WHAT TO PRODUCE:
Output consists of the line that contains "pixel 379 73" plus every later line of the material below, each one duplicated exactly.

SUPPLIED DATA:
- Opening Delimiter -

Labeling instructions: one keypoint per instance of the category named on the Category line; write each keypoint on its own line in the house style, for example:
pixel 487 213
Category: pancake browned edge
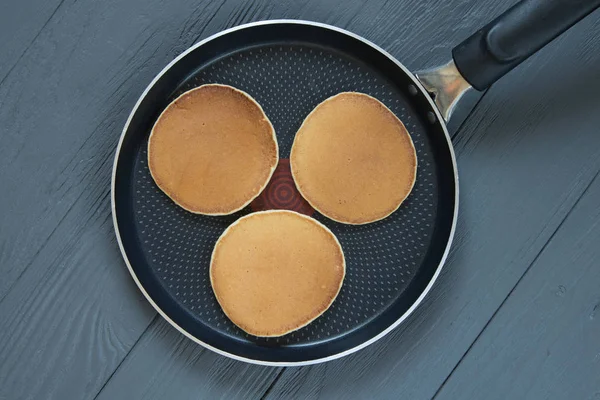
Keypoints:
pixel 253 196
pixel 314 315
pixel 318 207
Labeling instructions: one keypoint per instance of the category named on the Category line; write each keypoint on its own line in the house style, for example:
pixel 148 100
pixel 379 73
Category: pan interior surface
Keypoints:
pixel 288 70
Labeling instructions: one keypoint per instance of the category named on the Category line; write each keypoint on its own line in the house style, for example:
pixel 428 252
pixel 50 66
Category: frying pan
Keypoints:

- Closing Delimiter -

WRITTEN RESPONSE:
pixel 379 73
Category: pan interior surface
Keypoints:
pixel 288 70
Labeling instructions: one keypoint per instance of the category named on the Category line; write each keypoint on its own line in the house style, for example:
pixel 428 252
pixel 50 66
Category: frying pan
Keypoints:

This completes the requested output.